### How to complete this task
The result should be a word-for-word retyping of the entries below, free of pictures.

╭─ Input data

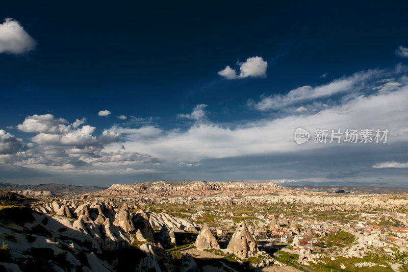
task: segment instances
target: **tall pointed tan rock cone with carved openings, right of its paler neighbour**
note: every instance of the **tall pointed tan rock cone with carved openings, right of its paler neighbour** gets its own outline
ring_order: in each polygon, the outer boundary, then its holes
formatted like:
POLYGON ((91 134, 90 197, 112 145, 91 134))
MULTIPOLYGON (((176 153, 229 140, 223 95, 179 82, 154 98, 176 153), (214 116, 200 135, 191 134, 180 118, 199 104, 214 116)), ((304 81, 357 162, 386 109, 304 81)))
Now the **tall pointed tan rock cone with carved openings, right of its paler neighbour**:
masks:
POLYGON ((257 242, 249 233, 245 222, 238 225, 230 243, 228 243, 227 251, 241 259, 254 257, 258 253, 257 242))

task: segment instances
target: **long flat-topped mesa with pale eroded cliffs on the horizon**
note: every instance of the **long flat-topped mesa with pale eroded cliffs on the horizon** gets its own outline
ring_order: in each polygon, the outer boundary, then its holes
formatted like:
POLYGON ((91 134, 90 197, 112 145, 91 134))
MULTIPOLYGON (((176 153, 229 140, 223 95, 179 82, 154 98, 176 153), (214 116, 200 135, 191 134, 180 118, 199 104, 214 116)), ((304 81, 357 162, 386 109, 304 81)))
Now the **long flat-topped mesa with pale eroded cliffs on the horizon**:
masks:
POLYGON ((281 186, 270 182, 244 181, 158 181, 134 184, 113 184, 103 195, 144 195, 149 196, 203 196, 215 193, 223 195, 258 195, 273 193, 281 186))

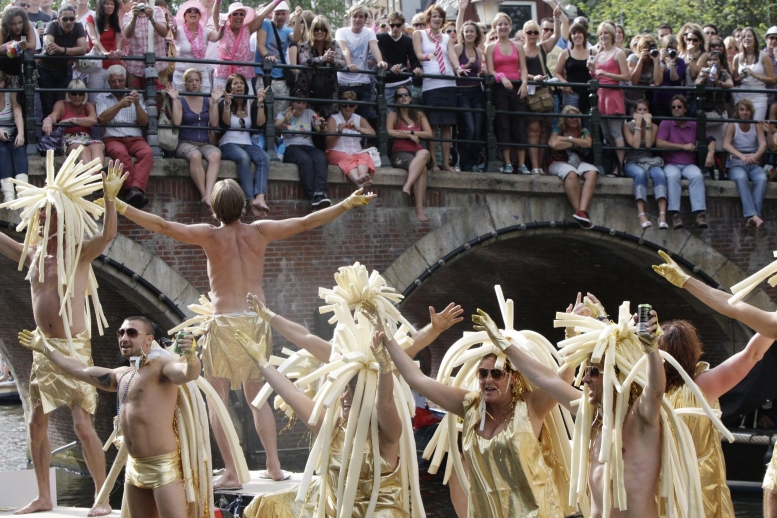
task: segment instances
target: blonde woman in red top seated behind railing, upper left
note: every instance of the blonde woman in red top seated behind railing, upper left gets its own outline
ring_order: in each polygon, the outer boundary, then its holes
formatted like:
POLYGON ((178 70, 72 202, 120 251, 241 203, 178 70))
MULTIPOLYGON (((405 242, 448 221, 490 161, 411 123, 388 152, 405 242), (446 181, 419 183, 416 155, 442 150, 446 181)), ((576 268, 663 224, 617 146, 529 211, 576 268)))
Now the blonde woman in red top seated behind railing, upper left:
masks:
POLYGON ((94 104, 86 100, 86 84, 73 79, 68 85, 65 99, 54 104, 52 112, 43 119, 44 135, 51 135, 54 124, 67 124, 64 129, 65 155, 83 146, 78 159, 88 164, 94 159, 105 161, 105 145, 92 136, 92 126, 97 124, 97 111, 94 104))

╰─

### Reply
task: segment instances
target: **tall pointed tan rock cone with carved openings, right of its paler neighbour**
note: every instance of the **tall pointed tan rock cone with carved openings, right of its paler neighbour** gets its own outline
ring_order: in each polygon, the outer boundary, then its holes
formatted like:
POLYGON ((91 134, 90 197, 112 145, 91 134))
MULTIPOLYGON (((176 153, 229 140, 223 95, 179 82, 154 98, 176 153), (214 116, 200 135, 191 134, 180 118, 199 104, 214 116)), ((304 81, 357 162, 386 109, 304 81)))
Now the **tall pointed tan rock cone with carved openings, right of its paler neighbour**:
masks:
POLYGON ((257 242, 249 233, 245 222, 238 225, 230 243, 228 243, 227 251, 241 259, 254 257, 258 253, 257 242))

task: segment instances
target: **long flat-topped mesa with pale eroded cliffs on the horizon**
note: every instance of the **long flat-topped mesa with pale eroded cliffs on the horizon** gets its own outline
ring_order: in each polygon, the outer boundary, then its holes
formatted like:
POLYGON ((91 134, 90 197, 112 145, 91 134))
MULTIPOLYGON (((176 153, 229 140, 223 95, 179 82, 154 98, 176 153), (214 116, 200 135, 191 134, 180 118, 199 104, 214 116)), ((304 81, 357 162, 386 109, 304 81)))
Now the **long flat-topped mesa with pale eroded cliffs on the horizon**:
masks:
POLYGON ((281 186, 270 182, 244 181, 158 181, 134 184, 113 184, 103 195, 144 195, 149 196, 203 196, 215 193, 223 195, 258 195, 273 193, 281 186))

task: segment instances
target: blonde woman in red top seated behind railing, upper left
note: every instance of the blonde woman in red top seated behind railing, upper left gets its own outline
ring_order: in each polygon, the outer boundary, then its holes
formatted like:
POLYGON ((178 70, 72 202, 120 251, 241 203, 178 70))
MULTIPOLYGON (((405 242, 448 221, 490 161, 411 123, 388 152, 405 242), (446 181, 419 183, 416 155, 442 150, 446 181)), ((576 268, 663 224, 617 146, 529 211, 576 268)))
Now the blonde woman in red top seated behind railing, upper left:
masks:
POLYGON ((94 104, 86 100, 86 84, 73 79, 68 85, 65 99, 54 104, 52 112, 43 119, 44 135, 51 135, 54 124, 67 124, 64 129, 65 155, 83 146, 78 159, 88 164, 94 159, 105 161, 105 145, 92 136, 92 126, 97 124, 97 111, 94 104))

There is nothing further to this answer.